- [What to work on]: Your task is to transcribe all the entries exactly, excluding pictures.

- [Information provided]:
● ● ● ● ● ● ●
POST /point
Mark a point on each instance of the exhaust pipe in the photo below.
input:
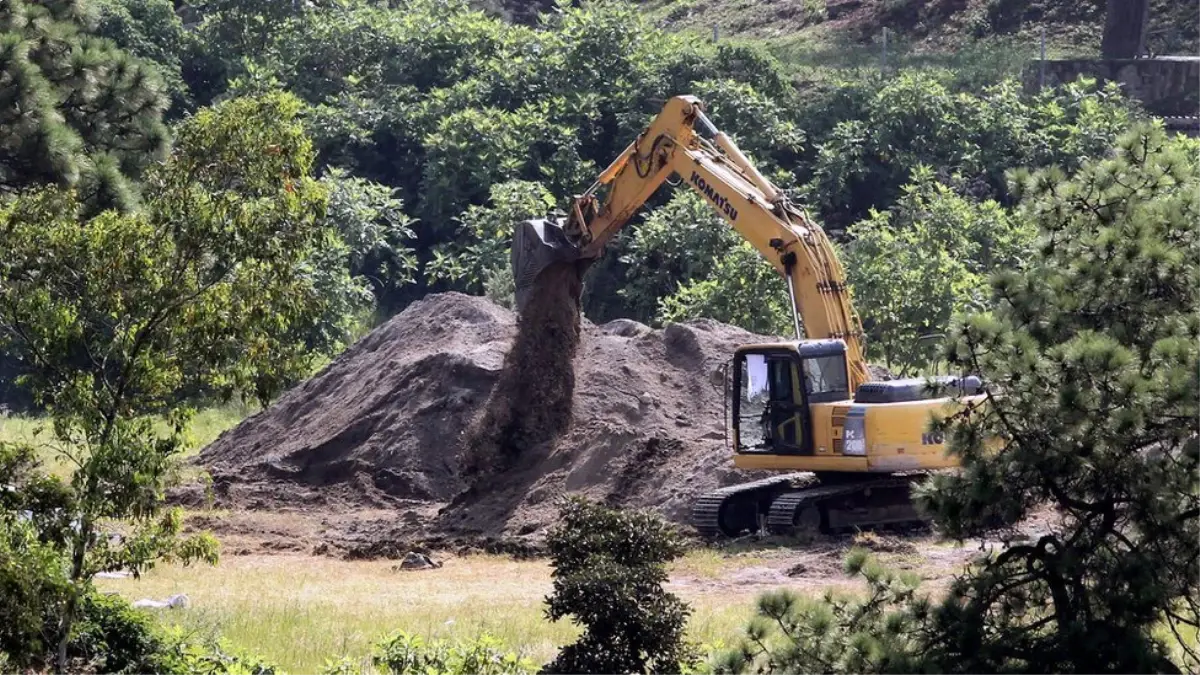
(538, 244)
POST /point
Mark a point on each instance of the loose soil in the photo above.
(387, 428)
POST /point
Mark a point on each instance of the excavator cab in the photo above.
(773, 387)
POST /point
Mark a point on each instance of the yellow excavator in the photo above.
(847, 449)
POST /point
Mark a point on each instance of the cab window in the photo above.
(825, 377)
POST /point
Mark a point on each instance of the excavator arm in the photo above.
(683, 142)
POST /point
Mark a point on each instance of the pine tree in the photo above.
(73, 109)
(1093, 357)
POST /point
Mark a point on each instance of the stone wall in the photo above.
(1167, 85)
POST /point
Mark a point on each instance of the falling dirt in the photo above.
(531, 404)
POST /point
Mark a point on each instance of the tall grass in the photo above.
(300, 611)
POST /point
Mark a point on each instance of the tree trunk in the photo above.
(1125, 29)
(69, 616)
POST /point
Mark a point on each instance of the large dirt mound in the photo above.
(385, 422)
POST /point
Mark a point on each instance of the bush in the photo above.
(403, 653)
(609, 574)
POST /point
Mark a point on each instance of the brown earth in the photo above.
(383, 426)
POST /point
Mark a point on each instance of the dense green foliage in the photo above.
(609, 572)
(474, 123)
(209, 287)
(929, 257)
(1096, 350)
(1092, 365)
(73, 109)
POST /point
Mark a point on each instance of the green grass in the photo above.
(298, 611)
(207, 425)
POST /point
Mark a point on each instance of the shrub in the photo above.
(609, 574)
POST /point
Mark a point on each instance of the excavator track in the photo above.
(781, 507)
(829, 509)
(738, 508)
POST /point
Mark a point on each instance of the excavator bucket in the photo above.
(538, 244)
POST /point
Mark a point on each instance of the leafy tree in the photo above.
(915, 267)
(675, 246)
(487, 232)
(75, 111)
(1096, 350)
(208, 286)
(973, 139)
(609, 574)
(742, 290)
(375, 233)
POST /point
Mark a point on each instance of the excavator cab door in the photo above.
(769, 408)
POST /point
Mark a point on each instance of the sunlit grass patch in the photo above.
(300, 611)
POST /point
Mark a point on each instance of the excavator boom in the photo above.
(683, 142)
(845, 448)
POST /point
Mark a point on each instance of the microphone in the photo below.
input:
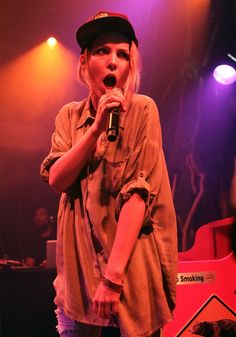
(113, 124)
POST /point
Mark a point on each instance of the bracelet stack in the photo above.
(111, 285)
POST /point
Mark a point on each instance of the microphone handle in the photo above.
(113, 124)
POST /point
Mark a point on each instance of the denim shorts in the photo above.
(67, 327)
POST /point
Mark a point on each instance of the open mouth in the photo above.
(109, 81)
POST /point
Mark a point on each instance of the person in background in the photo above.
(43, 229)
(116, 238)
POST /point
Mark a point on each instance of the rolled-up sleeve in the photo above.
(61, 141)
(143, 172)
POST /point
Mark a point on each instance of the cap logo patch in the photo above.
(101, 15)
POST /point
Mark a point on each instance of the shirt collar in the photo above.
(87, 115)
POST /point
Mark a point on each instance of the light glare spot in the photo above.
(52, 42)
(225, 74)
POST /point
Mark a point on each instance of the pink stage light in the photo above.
● ● ● ● ● ● ●
- [Output of the task]:
POST /point
Mark a point on each instance of the exhaust pipe in the photo below.
input:
(538, 244)
POST /point
Mark a point on each instance of the loose soil in the photo above.
(387, 428)
POST /point
Mark a point on each instance of the excavator cab in the photo above.
(773, 387)
POST /point
Mark a point on each instance of the yellow excavator in the photo above.
(847, 449)
POST /point
Mark a point on each instance of the cab window in the photo above.
(825, 377)
POST /point
Mark a point on each instance of the excavator arm in the photo above.
(683, 142)
POST /point
Mark a point on each instance of the pine tree in the photo above.
(73, 109)
(1093, 357)
POST /point
Mark a point on each instance of the stone wall in the photo above.
(1167, 85)
POST /point
Mark a point on each instance of the falling dirt in the photo above.
(531, 404)
POST /point
Mark a point on each instance of the tall grass in the photo above.
(300, 611)
POST /point
Mark a point on each instance of the tree trunk in the photo above.
(1125, 29)
(69, 616)
POST /point
Mark a point on each instance of the large dirt mound in the photo above.
(385, 422)
POST /point
Mark a point on each instance of the bush in the photo above.
(403, 653)
(609, 574)
POST /point
Mark a point on each instance of the brown earth in the photo above.
(383, 426)
POST /point
Mark a point on each instance of the dense green foliage in the photo above.
(609, 572)
(474, 123)
(209, 287)
(929, 257)
(1096, 350)
(1092, 365)
(73, 109)
POST /point
Mark a point on each instance of the green grass in the photo above.
(298, 611)
(207, 425)
POST /point
Mark a point on each instance of the shrub in the photo above.
(609, 574)
POST /point
Mark a point on each instance of the excavator track in the photo above.
(781, 507)
(829, 509)
(738, 508)
POST /point
Mark a point on each instance of the excavator bucket in the photo above.
(538, 244)
POST /point
Mark a point on each instance of the leafy tree in the photo above.
(915, 267)
(675, 246)
(487, 232)
(75, 111)
(1096, 350)
(208, 286)
(973, 139)
(609, 574)
(742, 290)
(375, 233)
POST /point
Mark a point on each instance of the excavator cab door in the photo above.
(769, 408)
POST /point
Mark a point on each instance of the sunlit grass patch in the photo above.
(300, 611)
POST /point
Mark a point on each instance of the excavator boom in the photo above.
(683, 142)
(845, 448)
POST /point
Mark a point on each instance of the microphone in the photo below.
input:
(113, 124)
POST /point
Mark a point on each instance of the bracelet stack in the photo above.
(111, 285)
POST /point
Mark a point on each instance of the microphone handle in the photo above.
(113, 124)
POST /point
Mark a point on each instance of the denim shorts in the photo above.
(67, 327)
POST /point
Mark a point on each instance of the open mouth in the photo above.
(109, 81)
POST /point
Mark a point on each instance of the person in background in the photo above.
(43, 229)
(116, 238)
POST /point
Mark a point on each instance of the rolled-up sleeve in the photo above.
(61, 141)
(143, 172)
POST /point
Mark a point on each instance of the cap logo patch in the photo above.
(101, 15)
POST /point
Mark a point on each instance of the shirt collar in the photo above.
(87, 115)
POST /point
Mark a point on each instance of the light glare spot in the photo above.
(52, 42)
(225, 74)
POST /point
Mark a point on each instance of the pink stage light in the photo above.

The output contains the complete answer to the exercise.